━━ データ抜粋 ━━

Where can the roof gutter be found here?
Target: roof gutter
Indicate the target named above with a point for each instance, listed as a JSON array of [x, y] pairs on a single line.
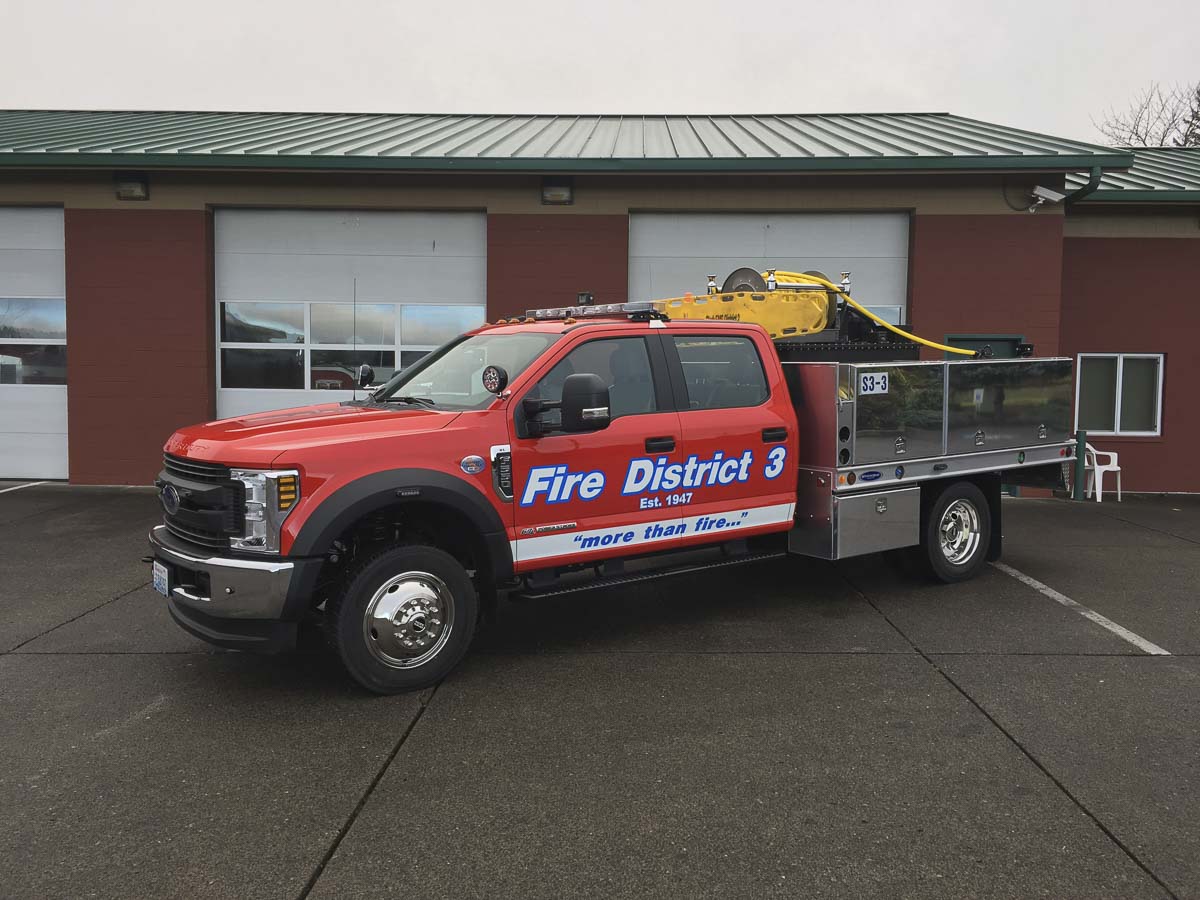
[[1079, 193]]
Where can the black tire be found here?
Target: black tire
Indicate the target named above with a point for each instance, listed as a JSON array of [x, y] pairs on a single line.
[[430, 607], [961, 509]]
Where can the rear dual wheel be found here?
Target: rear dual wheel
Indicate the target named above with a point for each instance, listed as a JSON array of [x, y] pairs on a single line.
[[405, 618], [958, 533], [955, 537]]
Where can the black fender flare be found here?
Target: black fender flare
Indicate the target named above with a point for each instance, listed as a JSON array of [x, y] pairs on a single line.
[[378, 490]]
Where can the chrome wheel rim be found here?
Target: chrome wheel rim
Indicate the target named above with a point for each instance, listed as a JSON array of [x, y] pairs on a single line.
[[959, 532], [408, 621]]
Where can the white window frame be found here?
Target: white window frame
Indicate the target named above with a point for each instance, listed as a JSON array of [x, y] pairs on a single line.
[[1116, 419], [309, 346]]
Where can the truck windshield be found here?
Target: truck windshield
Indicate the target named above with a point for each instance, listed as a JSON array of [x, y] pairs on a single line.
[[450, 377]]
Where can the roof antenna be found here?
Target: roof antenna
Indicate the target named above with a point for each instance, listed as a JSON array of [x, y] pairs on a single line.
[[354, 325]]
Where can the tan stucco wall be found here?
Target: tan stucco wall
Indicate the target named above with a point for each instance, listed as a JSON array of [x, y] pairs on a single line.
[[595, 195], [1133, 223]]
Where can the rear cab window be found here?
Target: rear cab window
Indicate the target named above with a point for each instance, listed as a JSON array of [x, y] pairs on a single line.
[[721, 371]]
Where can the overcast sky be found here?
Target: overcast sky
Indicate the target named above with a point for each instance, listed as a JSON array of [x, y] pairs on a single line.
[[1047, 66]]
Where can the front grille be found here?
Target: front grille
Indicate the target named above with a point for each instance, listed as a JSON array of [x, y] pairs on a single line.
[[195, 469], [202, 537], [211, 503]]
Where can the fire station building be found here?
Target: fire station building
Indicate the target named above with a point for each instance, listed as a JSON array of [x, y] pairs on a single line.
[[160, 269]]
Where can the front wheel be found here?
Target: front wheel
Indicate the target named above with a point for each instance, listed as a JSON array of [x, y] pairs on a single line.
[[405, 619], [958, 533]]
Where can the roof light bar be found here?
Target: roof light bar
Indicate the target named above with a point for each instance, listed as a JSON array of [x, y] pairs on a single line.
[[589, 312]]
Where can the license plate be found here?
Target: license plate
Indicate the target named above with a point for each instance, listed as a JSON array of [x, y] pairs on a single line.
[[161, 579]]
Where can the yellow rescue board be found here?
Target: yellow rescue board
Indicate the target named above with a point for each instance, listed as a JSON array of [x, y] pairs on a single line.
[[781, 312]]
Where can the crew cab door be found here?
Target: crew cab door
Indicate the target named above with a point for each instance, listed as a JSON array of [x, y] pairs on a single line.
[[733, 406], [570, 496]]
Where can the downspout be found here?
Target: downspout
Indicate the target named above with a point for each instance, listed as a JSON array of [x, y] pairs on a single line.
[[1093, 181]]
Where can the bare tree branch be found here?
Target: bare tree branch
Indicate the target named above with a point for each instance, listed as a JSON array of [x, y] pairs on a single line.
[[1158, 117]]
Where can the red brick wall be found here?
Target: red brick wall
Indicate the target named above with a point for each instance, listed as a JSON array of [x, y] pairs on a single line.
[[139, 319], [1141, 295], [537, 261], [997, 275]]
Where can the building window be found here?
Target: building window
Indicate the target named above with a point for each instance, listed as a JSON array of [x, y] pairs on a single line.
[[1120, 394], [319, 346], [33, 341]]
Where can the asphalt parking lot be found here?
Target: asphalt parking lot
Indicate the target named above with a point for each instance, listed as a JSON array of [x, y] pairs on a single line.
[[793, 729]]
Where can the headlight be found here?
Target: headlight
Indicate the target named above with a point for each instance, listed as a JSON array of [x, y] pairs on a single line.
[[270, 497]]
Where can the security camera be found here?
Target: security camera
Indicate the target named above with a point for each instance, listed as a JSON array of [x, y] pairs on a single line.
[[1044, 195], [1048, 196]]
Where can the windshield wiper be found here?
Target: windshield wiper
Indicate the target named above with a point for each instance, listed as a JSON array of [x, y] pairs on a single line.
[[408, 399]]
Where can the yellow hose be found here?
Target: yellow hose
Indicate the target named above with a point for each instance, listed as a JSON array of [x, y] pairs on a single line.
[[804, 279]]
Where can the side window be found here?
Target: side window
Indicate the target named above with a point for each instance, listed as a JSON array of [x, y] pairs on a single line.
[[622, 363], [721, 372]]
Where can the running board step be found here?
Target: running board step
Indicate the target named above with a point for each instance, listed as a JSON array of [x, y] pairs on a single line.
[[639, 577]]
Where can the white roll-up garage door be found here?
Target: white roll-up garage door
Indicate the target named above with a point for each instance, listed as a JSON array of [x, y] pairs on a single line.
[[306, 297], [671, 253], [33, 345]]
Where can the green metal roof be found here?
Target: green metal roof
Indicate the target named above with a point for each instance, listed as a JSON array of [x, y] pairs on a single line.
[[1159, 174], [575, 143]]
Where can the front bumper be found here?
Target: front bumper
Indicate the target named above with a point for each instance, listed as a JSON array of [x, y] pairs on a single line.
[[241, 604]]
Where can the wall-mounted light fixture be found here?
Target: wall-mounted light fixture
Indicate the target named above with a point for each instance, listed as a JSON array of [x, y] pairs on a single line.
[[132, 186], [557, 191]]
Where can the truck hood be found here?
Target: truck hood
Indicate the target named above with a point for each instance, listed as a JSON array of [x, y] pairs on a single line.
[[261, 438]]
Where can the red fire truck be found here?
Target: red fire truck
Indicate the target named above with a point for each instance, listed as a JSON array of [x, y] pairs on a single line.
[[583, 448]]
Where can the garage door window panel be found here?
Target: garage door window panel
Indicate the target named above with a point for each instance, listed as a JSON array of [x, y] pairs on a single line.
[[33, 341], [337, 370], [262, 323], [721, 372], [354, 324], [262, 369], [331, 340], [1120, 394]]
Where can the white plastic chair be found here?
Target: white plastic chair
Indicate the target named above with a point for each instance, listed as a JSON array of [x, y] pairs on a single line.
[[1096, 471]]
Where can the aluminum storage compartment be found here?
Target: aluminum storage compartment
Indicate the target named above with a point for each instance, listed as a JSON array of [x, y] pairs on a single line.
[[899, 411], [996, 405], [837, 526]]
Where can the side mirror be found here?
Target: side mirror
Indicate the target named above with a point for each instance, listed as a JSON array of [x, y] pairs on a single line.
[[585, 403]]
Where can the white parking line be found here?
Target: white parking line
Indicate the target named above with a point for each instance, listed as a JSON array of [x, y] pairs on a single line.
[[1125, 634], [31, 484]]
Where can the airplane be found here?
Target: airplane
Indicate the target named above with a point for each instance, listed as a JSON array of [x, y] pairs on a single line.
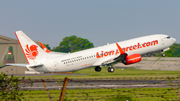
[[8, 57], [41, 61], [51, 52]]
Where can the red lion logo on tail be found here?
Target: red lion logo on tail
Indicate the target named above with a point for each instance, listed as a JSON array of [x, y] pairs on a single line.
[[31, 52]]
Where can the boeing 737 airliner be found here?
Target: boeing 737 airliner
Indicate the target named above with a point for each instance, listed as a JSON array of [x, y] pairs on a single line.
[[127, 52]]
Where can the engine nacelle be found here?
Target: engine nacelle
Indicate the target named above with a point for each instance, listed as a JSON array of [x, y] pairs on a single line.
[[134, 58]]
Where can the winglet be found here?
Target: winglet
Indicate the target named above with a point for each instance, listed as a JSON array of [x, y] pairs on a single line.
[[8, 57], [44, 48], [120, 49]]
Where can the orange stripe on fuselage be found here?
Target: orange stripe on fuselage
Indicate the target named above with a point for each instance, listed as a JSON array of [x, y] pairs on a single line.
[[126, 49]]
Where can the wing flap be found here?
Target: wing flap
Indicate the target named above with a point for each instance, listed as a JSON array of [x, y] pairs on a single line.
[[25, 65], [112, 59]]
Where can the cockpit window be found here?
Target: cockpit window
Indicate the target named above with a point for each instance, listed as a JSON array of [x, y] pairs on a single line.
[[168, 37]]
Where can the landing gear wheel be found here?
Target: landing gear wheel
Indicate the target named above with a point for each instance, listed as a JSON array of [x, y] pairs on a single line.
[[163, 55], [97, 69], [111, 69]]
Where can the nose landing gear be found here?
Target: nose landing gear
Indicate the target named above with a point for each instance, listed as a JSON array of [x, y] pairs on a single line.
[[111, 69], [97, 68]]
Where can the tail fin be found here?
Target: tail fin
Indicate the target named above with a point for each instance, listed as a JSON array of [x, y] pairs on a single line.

━━━

● **実施する作業**
「Where can the rear cab window be found here?」を含む行から「[[1093, 181]]」を含む行までのレコード（両端を含む）を、列名「依頼文」「回答」の2列CSVに入れてもらえますか？1件につき1行とし、各フィールドは二重引用符で囲んで、改行は空白に置き換えてください。

● **演習の結果**
依頼文,回答
"Where can the rear cab window be found here? Target: rear cab window Indicate the target named above with a point for each instance, listed as a JSON array of [x, y] pairs on a single line.","[[721, 371]]"
"Where can the overcast sky be found here? Target: overcast sky Indicate the target named above with a point for each instance, listed as a JSON array of [x, y] pairs on a single line.","[[1047, 66]]"
"Where can the front grille be found here? Target: front grille Indicate the target named above with a point for each instance, listed as a JSON array of [x, y] pairs on a single line.","[[195, 469], [202, 537], [211, 503]]"
"Where can the fire station building be found here? Target: fire station building Indicate the target named above with a point for each instance, listed as a JSON array of [x, y] pairs on a single line.","[[160, 269]]"
"Where can the front wheel be found here? Target: front wheel Indicate the target named above with a point for each instance, listed as a JSON array of [x, y] pairs on a single line.","[[405, 619], [958, 533]]"
"Where can the roof light bar be found here? Target: roof light bar Indicate the target named above with a point for each instance, listed as a JSON array of [x, y] pairs on a single line.","[[589, 312]]"
"Where can the license plate be found here? Target: license plate Indicate the target named above with a point for each instance, listed as a JSON array of [x, y] pairs on a single line.","[[161, 579]]"
"Where can the yellow rescue board be found here? Target: yellow rescue board Indicate the target named above with a point for each instance, listed as a JSON array of [x, y] pairs on a single line.","[[781, 312]]"
"Where can the crew cab door be found here? Target: crew cab door Indicate the target named above with a point for each instance, listed as a JSON array of [x, y] pairs on a single line.","[[733, 406], [570, 496]]"
"Where can the downspout be found here? Target: downspout Indicate the target named above with a point for each instance, listed as a JSON array of [x, y] pairs on a single line.","[[1093, 181]]"